-- Start of SOURCE TEXT --
Skip site navigation (1)Skip section navigation (2)
Date:      Tue, 31 Jan 2017 19:31:28 +1100 (EST)
From:      Bruce Evans <brde@optusnet.com.au>
To:        Conrad Meyer <cem@freebsd.org>
Cc:        Bruce Evans <brde@optusnet.com.au>,  src-committers <src-committers@freebsd.org>, svn-src-all@freebsd.org,  svn-src-head@freebsd.org
Subject:   Re: svn commit: r313006 - in head: sys/conf sys/libkern sys/libkern/x86 sys/sys tests/sys/kern
Message-ID:  <20170131175309.N1418@besplex.bde.org>
In-Reply-To: <CAG6CVpXW0Gx6GfxUz_4_u9cGFJdt2gOcGsuphbP9YjkyYMYU2g@mail.gmail.com>
References:  <201701310326.v0V3QW30024375@repo.freebsd.org> <20170131153411.G1061@besplex.bde.org> <CAG6CVpXW0Gx6GfxUz_4_u9cGFJdt2gOcGsuphbP9YjkyYMYU2g@mail.gmail.com>

next in thread | previous in thread | raw e-mail | index | archive | help
On Mon, 30 Jan 2017, Conrad Meyer wrote:

> On Mon, Jan 30, 2017 at 9:26 PM, Bruce Evans <brde@optusnet.com.au> wrote:
>> On Tue, 31 Jan 2017, Conrad E. Meyer wrote:
>>
>>> Log:
>>>  calculate_crc32c: Add SSE4.2 implementation on x86
>>
>> This breaks building with gcc-4.2.1,
>
> gcc-4.2.1 is an ancient compiler.  Good riddance.

I prefer it.

>>> Added: head/sys/libkern/x86/crc32_sse42.c
>>>
>>> ==============================================================================
>>> --- /dev/null   00:00:00 1970   (empty, because file is newly added)
>>> +++ head/sys/libkern/x86/crc32_sse42.c  Tue Jan 31 03:26:32 2017
>>> (r313006)
>>> +
>>> +#include <nmmintrin.h>
>>
>> ...
>>
>> Inline asm is much less unportable than intrinsics.  kib used the correct
>> method of .byte's in asms to avoid depending on assembler support for newer
>> instructions.  .byte is still used for clflush on amd64 and i386.  It
>> used to be used for invpcid on amd64.  I can't find where it is or was
>> used for xsave stuff.
>
> Konstantin predicted this complaint in code review (phabricator).
> Unfortunately, Clang does not automatically unroll asms, even with the
> correct mnemonic.  Unrolling is essential to performance below the
> by-3 block size (768 bytes in this implementation).  Hand unrolling in
> C seems to generate less efficient assembly than the compiler's
> unrolling.
-- End of SOURCE TEXT --
▶ **TO-DO LIST**
[A] In the CRC32C email thread, what is the by-3 block size in this implementation?
[B] Carry on the CRC32C email thread, starting after its final sentence.
-- Start of DATA SECTION --
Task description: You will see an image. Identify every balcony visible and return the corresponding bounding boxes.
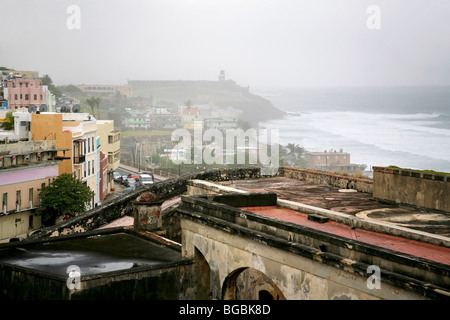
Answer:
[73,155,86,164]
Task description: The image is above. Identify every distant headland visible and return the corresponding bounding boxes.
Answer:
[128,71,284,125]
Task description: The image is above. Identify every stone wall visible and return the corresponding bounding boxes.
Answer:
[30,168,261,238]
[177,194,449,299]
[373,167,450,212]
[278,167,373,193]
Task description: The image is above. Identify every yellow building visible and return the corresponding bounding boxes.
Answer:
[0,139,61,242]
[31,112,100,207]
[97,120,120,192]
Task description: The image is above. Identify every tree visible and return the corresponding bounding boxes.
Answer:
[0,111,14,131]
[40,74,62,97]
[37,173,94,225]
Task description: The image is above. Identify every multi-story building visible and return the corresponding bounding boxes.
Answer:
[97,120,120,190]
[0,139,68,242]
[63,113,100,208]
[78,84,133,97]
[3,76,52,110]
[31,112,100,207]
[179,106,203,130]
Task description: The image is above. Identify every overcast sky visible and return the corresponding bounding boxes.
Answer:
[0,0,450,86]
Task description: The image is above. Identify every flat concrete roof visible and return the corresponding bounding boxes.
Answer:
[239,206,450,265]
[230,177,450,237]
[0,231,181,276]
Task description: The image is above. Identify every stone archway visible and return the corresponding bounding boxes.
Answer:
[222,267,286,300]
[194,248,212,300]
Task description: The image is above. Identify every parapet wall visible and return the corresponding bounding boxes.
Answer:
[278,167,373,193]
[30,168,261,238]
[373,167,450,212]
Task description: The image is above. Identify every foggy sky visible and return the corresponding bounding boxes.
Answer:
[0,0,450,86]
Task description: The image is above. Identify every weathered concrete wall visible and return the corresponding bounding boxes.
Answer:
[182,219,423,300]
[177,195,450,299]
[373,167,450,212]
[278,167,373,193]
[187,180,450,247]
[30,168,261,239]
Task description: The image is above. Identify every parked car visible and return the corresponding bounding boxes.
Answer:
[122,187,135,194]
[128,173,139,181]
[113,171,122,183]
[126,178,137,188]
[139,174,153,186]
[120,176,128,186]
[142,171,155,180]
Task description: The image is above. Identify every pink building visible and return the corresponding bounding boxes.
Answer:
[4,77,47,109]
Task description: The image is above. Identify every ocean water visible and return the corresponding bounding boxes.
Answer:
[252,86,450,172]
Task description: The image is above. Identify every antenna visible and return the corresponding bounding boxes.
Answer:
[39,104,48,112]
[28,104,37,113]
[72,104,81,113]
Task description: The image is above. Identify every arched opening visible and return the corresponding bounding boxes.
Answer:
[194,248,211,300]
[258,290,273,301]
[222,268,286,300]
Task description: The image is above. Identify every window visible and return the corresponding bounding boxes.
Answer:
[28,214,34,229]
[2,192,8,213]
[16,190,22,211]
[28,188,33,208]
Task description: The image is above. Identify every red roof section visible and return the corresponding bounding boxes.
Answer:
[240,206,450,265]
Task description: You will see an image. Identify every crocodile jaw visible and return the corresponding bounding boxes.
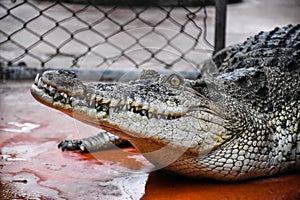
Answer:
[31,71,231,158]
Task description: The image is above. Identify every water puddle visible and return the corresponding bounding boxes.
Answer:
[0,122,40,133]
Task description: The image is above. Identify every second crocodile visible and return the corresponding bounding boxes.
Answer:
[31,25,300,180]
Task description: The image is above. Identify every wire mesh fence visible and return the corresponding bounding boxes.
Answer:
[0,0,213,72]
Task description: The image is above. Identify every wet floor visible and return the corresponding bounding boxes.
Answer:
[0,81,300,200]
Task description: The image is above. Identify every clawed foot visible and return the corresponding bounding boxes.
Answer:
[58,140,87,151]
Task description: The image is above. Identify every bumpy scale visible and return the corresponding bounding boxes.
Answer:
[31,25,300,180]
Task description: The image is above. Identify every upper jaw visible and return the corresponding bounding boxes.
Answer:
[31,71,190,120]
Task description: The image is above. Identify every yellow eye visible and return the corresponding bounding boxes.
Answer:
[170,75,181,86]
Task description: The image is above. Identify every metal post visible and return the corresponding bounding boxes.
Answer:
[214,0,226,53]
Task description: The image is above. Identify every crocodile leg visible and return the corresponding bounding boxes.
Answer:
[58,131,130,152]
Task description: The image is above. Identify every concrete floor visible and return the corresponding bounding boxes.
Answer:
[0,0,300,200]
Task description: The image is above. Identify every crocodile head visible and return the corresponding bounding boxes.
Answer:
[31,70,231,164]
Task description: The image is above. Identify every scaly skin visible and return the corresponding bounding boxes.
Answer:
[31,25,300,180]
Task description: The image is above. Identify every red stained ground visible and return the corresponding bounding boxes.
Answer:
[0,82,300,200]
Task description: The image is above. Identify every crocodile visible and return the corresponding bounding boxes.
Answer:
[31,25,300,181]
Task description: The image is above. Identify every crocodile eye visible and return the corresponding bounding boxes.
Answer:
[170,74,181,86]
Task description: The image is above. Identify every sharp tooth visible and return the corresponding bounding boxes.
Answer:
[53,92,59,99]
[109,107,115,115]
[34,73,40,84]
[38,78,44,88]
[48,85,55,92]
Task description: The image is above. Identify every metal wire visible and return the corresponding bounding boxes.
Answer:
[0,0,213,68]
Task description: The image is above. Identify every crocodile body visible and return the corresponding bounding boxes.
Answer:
-- End of DATA SECTION --
▶ **RESPONSE LIST**
[A] 768 bytes.

[B]
Unorolling is almost completely useless if the instruction takes 3 cycles
like you said it does.  The loop calculations run much faster than that,
so they can run in parallel.  However, clang generates horrible code for
inline asms instead of intrinsics.

Simple asms can be compiled even by gcc (apparently old binutils supports
SSE4):

X Index: crc32_sse42.c
X ===================================================================
X --- crc32_sse42.c	(revision 313007)
X +++ crc32_sse42.c	(working copy)
X @@ -38,8 +38,29 @@
X  #include <sys/systm.h>
X  #endif
X 
X -#include <nmmintrin.h>
X +static __inline uint32_t
X +_mm_crc32_u8(uint32_t x, uint8_t y)
X +{
X +	__asm("crc32b %1,%0" : "+r" (x) : "rm" (y));
X +	return (x);
X +}
X 
X +static __inline uint32_t __unused
X +_mm_crc32_u32(uint32_t x, int32_t y)
X +{
X +	__asm("crc32l %1,%0" : "+r" (x) : "rm" (y));
X +	return (x);
X +}
X +
X +#ifdef __amd64__
X +static __inline uint64_t
X +_mm_crc32_u64(uint64_t x, int64_t y)
X +{
X +	__asm("crc32q %1,%0" : "+r" (x) : "rm" (y));
X +	return (x);
X +}
X +#endif
X +
X  /* CRC-32C (iSCSI) polynomial in reversed bit order. */
X  #define POLY	0x82f63b78

I only tested this at compile time.  clang generates horrible code.
Starting with y in an array in memory, it always copies y to the
stack and does a memory access there.  There is nothing special about
these inline asms, so I think clang does the same pessimizations for
most asms in cpufunc.h.  jkim got annoyed by this for something like
rdtsc() and changed too much to reduce the problem for just one case.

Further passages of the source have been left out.